#### Problem:
Below are some records; copy each line in them that contains "hanging".

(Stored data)
Content starts
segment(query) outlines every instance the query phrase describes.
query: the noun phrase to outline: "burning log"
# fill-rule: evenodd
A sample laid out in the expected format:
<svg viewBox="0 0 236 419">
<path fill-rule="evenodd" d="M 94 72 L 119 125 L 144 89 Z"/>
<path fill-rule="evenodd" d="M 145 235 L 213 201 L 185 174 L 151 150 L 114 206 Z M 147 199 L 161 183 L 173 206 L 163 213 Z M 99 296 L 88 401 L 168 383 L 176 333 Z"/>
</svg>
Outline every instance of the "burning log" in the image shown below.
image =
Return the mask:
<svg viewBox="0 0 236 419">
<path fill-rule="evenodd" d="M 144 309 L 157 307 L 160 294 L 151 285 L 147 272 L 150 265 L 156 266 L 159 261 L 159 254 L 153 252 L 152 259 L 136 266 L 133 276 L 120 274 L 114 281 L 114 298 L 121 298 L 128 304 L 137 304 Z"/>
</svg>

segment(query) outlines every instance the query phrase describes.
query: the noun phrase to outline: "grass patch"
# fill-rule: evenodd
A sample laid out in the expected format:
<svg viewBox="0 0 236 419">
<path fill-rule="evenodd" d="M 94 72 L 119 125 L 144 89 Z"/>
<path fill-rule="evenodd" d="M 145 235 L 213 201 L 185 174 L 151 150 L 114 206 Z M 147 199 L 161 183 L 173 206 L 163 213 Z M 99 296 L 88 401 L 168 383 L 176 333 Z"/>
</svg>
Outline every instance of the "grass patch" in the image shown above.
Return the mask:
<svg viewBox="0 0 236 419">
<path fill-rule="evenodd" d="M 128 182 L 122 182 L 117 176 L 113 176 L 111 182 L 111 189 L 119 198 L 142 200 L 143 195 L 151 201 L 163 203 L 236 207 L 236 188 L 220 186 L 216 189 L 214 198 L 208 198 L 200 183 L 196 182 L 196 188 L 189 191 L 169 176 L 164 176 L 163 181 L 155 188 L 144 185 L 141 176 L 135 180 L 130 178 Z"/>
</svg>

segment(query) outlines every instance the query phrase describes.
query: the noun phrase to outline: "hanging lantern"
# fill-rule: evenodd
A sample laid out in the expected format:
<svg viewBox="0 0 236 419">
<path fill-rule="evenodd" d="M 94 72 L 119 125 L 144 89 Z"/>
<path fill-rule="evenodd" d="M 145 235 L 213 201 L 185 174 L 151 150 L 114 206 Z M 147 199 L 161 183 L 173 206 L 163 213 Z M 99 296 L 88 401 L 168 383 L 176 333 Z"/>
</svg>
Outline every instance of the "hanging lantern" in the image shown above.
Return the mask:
Content ends
#### Result below:
query: the noun phrase to outline: "hanging lantern"
Outline every instance of the "hanging lantern" in the image shown above.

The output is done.